• _Exercise_
Please write out, word for word, the part of the school ratings article below starting at "For those worried" and ending at "already received one.".

All Schools To Receive “Not Rated: Declared State of Disaster” For State Academic Accountability

For those worried what the mandatory school closures due to COVID-19 will mean as far as state academic testing and ratings and for their schools, don’t. For 2020 state academic accountability, all districts and campuses will receive a label of “Not Rated: Declared State of Disaster,” according to Texas Education Agency.

TEA this week received approval from the U.S. Department of Education to waive statewide assessment and accountability requirements under the Elementary and Secondary Education Act, as amended by the Every Student Succeeds Act, for the 2019–2020 school year. School administrators should be receiving letters from TEA notifying them about this very soon, if they have not already received one.

Most state and federal funding and other opportunities schools received are tied to school ratings which are impacted by students’ scores on state tests and other indicators. After Governor Greg Abbot ordered schools closed through May, and suspended the annual academic assessment requirements, the question of what that would mean for schools arose.

• _Available data_
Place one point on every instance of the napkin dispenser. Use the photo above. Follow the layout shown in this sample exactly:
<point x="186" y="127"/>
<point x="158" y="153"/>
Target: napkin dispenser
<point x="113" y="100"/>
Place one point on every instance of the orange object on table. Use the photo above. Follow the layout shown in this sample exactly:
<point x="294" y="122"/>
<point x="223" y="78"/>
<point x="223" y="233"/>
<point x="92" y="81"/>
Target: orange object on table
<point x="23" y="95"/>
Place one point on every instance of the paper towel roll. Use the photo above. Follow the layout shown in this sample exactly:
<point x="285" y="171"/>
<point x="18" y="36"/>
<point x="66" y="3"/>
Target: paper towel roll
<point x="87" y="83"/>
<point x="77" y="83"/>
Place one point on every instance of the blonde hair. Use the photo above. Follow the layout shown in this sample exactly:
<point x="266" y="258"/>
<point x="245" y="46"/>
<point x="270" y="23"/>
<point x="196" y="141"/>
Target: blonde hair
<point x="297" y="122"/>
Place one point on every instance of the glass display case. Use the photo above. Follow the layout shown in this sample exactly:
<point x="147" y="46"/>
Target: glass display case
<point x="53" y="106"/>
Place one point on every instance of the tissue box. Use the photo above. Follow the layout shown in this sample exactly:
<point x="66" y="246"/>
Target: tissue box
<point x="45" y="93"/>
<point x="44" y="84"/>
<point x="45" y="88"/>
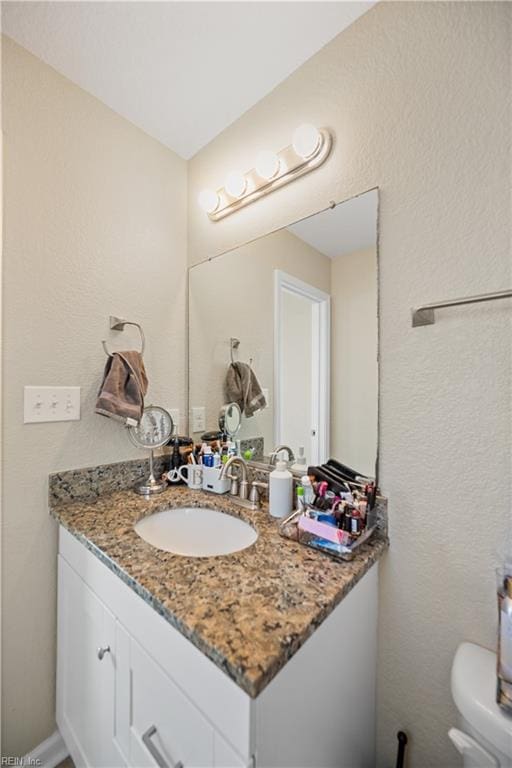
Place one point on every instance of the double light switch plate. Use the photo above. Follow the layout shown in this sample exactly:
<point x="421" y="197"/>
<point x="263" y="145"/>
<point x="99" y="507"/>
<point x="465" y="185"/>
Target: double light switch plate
<point x="51" y="404"/>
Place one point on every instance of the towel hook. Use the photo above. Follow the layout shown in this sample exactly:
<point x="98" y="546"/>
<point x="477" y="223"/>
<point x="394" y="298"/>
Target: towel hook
<point x="234" y="344"/>
<point x="118" y="324"/>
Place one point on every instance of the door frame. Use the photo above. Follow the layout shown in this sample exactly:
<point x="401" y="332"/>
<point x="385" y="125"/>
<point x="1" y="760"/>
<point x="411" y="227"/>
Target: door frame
<point x="320" y="374"/>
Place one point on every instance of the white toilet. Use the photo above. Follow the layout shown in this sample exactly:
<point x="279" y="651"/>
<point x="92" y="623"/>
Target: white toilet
<point x="485" y="735"/>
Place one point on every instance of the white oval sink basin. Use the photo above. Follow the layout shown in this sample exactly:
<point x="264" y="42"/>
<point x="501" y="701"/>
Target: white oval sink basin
<point x="196" y="532"/>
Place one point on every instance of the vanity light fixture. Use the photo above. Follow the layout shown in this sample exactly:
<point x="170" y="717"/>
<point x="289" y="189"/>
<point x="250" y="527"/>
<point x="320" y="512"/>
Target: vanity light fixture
<point x="209" y="200"/>
<point x="310" y="147"/>
<point x="236" y="184"/>
<point x="267" y="165"/>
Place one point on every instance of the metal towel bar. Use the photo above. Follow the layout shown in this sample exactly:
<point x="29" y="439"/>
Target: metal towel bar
<point x="425" y="315"/>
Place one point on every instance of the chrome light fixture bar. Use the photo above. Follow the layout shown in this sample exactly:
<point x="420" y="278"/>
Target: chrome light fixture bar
<point x="309" y="149"/>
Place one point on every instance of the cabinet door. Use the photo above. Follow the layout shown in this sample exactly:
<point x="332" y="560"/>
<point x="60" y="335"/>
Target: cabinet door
<point x="86" y="682"/>
<point x="166" y="729"/>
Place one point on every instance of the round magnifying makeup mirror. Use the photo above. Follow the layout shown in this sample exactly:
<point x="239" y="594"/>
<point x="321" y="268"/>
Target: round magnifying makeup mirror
<point x="153" y="431"/>
<point x="230" y="420"/>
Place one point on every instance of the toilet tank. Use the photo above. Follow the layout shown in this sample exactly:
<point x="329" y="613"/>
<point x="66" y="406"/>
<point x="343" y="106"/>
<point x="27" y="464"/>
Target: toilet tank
<point x="484" y="737"/>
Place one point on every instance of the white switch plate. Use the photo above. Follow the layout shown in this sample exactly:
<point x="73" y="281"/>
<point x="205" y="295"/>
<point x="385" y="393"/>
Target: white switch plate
<point x="51" y="404"/>
<point x="175" y="416"/>
<point x="198" y="419"/>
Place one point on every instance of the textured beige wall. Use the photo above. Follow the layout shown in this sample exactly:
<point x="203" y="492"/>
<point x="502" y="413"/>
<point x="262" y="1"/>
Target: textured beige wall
<point x="418" y="95"/>
<point x="95" y="216"/>
<point x="234" y="296"/>
<point x="354" y="387"/>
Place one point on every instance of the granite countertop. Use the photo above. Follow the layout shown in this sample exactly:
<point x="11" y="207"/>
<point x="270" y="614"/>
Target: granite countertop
<point x="249" y="611"/>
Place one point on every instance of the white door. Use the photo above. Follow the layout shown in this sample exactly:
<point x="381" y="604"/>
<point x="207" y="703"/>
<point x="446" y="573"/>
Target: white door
<point x="301" y="367"/>
<point x="86" y="674"/>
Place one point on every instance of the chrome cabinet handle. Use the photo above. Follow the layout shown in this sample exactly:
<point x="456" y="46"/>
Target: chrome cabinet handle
<point x="153" y="751"/>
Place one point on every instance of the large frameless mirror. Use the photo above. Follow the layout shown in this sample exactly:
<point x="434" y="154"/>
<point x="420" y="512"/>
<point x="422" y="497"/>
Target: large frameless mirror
<point x="286" y="326"/>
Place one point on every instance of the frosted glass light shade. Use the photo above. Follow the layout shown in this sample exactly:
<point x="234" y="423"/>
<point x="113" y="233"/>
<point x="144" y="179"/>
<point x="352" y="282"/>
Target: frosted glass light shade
<point x="306" y="139"/>
<point x="235" y="184"/>
<point x="208" y="200"/>
<point x="267" y="164"/>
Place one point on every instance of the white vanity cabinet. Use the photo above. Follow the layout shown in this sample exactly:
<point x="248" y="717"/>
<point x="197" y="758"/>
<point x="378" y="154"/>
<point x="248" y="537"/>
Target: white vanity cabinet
<point x="153" y="699"/>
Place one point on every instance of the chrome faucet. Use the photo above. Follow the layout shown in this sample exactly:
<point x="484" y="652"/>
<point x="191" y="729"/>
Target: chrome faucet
<point x="238" y="489"/>
<point x="273" y="455"/>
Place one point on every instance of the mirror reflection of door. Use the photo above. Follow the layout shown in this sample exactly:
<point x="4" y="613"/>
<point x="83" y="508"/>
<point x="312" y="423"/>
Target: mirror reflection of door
<point x="301" y="366"/>
<point x="333" y="254"/>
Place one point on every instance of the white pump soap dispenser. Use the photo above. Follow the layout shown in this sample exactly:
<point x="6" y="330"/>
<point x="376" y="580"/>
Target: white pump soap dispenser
<point x="280" y="491"/>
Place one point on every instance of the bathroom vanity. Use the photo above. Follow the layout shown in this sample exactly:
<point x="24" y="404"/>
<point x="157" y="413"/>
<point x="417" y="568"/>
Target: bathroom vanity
<point x="265" y="657"/>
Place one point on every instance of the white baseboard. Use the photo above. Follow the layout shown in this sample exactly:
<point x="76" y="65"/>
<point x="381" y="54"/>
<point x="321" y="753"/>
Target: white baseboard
<point x="49" y="753"/>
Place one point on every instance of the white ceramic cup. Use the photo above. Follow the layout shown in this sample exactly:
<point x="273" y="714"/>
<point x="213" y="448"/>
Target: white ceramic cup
<point x="194" y="476"/>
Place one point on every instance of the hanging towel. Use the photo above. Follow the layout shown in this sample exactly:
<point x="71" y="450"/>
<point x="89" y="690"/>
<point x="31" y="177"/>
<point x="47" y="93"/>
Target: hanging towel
<point x="122" y="390"/>
<point x="242" y="387"/>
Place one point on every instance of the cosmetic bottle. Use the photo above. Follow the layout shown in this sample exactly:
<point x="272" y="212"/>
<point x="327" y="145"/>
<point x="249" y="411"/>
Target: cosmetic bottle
<point x="300" y="499"/>
<point x="280" y="491"/>
<point x="309" y="493"/>
<point x="504" y="689"/>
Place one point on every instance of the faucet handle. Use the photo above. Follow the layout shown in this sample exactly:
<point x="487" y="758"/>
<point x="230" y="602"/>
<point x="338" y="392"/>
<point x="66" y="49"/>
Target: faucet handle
<point x="254" y="494"/>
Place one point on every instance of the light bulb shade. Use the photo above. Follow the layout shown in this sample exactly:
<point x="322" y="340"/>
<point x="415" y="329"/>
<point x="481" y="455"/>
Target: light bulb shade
<point x="306" y="139"/>
<point x="208" y="200"/>
<point x="267" y="164"/>
<point x="235" y="184"/>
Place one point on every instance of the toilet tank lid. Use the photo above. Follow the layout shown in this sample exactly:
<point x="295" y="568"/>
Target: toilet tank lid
<point x="474" y="693"/>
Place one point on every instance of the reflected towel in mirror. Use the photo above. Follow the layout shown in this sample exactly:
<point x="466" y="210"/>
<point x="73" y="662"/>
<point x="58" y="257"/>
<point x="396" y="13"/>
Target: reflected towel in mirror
<point x="243" y="388"/>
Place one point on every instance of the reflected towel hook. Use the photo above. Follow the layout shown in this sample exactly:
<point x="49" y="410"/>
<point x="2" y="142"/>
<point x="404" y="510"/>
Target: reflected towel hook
<point x="234" y="344"/>
<point x="118" y="324"/>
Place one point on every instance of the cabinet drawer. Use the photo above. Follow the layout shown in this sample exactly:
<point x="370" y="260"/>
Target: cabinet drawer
<point x="182" y="735"/>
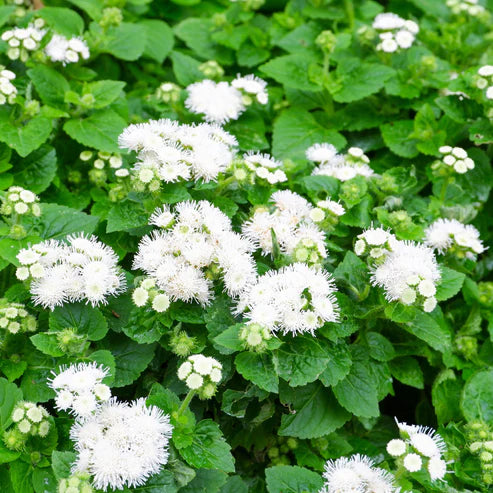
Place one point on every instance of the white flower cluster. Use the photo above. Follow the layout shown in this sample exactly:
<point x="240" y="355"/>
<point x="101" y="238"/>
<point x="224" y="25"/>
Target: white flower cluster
<point x="457" y="158"/>
<point x="485" y="81"/>
<point x="396" y="32"/>
<point x="31" y="419"/>
<point x="15" y="318"/>
<point x="61" y="49"/>
<point x="419" y="446"/>
<point x="197" y="243"/>
<point x="450" y="235"/>
<point x="121" y="444"/>
<point x="169" y="152"/>
<point x="20" y="201"/>
<point x="357" y="474"/>
<point x="257" y="166"/>
<point x="8" y="91"/>
<point x="340" y="166"/>
<point x="23" y="40"/>
<point x="407" y="271"/>
<point x="80" y="388"/>
<point x="471" y="7"/>
<point x="290" y="220"/>
<point x="295" y="299"/>
<point x="409" y="274"/>
<point x="220" y="102"/>
<point x="202" y="374"/>
<point x="80" y="269"/>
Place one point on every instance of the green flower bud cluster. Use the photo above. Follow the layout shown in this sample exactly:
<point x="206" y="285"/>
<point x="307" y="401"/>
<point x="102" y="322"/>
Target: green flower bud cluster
<point x="211" y="69"/>
<point x="201" y="374"/>
<point x="112" y="16"/>
<point x="486" y="293"/>
<point x="20" y="202"/>
<point x="29" y="420"/>
<point x="182" y="344"/>
<point x="70" y="342"/>
<point x="168" y="92"/>
<point x="255" y="337"/>
<point x="480" y="438"/>
<point x="77" y="483"/>
<point x="14" y="318"/>
<point x="146" y="293"/>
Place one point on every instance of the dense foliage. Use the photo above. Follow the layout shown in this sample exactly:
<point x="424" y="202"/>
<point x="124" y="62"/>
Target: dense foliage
<point x="273" y="311"/>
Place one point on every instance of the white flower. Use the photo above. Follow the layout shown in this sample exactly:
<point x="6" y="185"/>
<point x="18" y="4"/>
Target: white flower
<point x="443" y="234"/>
<point x="396" y="447"/>
<point x="412" y="462"/>
<point x="122" y="444"/>
<point x="61" y="49"/>
<point x="278" y="302"/>
<point x="437" y="468"/>
<point x="357" y="474"/>
<point x="217" y="101"/>
<point x="406" y="259"/>
<point x="388" y="21"/>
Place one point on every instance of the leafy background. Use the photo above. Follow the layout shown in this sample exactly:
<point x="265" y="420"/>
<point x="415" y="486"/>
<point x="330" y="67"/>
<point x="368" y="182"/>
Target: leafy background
<point x="310" y="399"/>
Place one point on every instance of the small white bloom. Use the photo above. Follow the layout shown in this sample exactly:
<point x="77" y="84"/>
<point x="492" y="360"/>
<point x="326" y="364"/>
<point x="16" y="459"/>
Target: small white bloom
<point x="412" y="462"/>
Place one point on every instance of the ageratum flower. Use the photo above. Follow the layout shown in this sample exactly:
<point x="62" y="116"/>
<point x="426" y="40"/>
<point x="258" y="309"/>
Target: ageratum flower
<point x="81" y="268"/>
<point x="294" y="300"/>
<point x="121" y="444"/>
<point x="357" y="474"/>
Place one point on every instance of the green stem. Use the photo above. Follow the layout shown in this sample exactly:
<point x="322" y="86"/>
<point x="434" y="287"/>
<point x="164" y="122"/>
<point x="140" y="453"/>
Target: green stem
<point x="186" y="402"/>
<point x="349" y="7"/>
<point x="443" y="191"/>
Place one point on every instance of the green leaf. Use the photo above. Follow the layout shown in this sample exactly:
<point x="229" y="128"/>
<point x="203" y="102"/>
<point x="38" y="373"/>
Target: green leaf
<point x="131" y="358"/>
<point x="196" y="33"/>
<point x="159" y="39"/>
<point x="126" y="41"/>
<point x="24" y="137"/>
<point x="259" y="369"/>
<point x="339" y="364"/>
<point x="292" y="479"/>
<point x="206" y="480"/>
<point x="9" y="395"/>
<point x="50" y="84"/>
<point x="380" y="348"/>
<point x="20" y="475"/>
<point x="317" y="411"/>
<point x="125" y="216"/>
<point x="352" y="272"/>
<point x="37" y="170"/>
<point x="63" y="21"/>
<point x="477" y="397"/>
<point x="292" y="71"/>
<point x="301" y="360"/>
<point x="208" y="449"/>
<point x="396" y="136"/>
<point x="425" y="327"/>
<point x="357" y="392"/>
<point x="57" y="221"/>
<point x="47" y="344"/>
<point x="186" y="68"/>
<point x="61" y="462"/>
<point x="354" y="80"/>
<point x="295" y="130"/>
<point x="85" y="319"/>
<point x="407" y="371"/>
<point x="100" y="130"/>
<point x="104" y="91"/>
<point x="450" y="284"/>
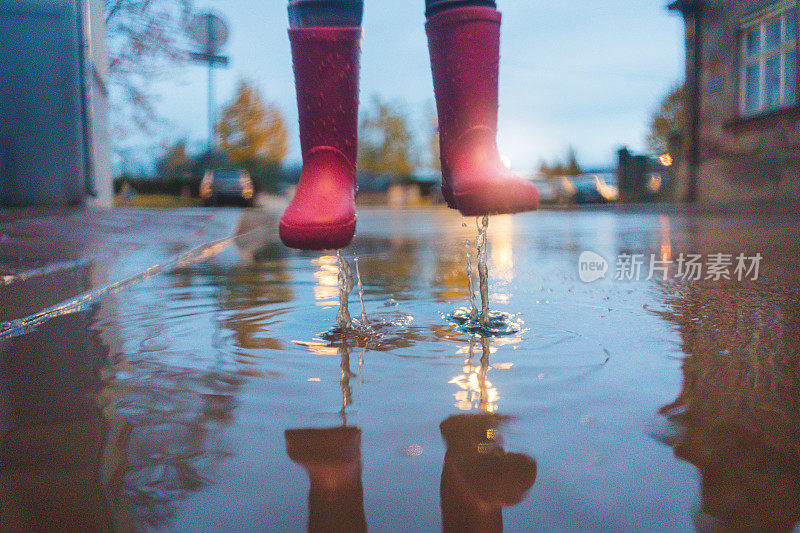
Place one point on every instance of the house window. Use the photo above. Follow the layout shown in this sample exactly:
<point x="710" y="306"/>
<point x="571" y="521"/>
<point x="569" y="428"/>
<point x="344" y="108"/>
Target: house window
<point x="769" y="63"/>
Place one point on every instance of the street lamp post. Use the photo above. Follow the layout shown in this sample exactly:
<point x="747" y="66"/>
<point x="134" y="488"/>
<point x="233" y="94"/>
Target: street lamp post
<point x="211" y="33"/>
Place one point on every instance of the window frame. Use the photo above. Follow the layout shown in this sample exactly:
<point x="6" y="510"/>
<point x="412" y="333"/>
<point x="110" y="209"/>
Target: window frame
<point x="785" y="46"/>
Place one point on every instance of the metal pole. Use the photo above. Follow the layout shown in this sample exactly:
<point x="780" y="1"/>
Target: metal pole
<point x="211" y="119"/>
<point x="211" y="122"/>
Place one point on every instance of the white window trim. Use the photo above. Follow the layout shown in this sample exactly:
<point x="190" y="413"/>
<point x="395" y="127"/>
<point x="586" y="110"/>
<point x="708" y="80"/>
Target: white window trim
<point x="761" y="58"/>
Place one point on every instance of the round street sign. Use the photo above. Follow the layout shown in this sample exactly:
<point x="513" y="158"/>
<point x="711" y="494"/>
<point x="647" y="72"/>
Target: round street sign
<point x="209" y="31"/>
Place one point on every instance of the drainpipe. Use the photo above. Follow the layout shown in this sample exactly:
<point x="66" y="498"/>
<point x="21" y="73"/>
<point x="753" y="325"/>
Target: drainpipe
<point x="694" y="83"/>
<point x="691" y="11"/>
<point x="85" y="88"/>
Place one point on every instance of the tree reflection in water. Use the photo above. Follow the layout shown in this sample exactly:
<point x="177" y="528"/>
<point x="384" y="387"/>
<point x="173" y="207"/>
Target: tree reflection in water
<point x="737" y="416"/>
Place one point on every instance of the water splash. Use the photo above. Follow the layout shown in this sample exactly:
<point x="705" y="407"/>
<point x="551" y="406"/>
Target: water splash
<point x="345" y="279"/>
<point x="483" y="271"/>
<point x="344" y="381"/>
<point x="364" y="320"/>
<point x="496" y="324"/>
<point x="473" y="310"/>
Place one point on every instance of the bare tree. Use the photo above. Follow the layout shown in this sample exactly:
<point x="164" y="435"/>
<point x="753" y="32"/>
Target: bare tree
<point x="146" y="38"/>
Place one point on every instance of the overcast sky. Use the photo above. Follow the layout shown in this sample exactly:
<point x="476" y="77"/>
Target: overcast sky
<point x="583" y="72"/>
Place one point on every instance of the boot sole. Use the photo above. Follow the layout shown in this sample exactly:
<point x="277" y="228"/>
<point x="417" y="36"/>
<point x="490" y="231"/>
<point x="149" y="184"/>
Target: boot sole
<point x="493" y="202"/>
<point x="327" y="237"/>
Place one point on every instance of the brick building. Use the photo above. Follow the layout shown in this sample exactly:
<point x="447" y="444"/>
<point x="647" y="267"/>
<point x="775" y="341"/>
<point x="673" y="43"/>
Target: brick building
<point x="741" y="142"/>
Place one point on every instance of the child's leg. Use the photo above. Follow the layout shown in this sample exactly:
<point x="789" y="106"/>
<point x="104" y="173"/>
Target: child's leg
<point x="326" y="44"/>
<point x="464" y="44"/>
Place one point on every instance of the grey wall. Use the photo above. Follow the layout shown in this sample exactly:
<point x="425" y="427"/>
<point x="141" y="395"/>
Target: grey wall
<point x="44" y="157"/>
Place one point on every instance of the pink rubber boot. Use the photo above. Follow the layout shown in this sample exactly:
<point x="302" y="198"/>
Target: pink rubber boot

• _Response area_
For those worried what the mandatory school closures due to COVID-19 will mean as far as state academic testing and ratings and for their schools, don’t. For 2020 state academic accountability, all districts and campuses will receive a label of “Not Rated: Declared State of Disaster,” according to Texas Education Agency.

TEA this week received approval from the U.S. Department of Education to waive statewide assessment and accountability requirements under the Elementary and Secondary Education Act, as amended by the Every Student Succeeds Act, for the 2019–2020 school year. School administrators should be receiving letters from TEA notifying them about this very soon, if they have not already received one.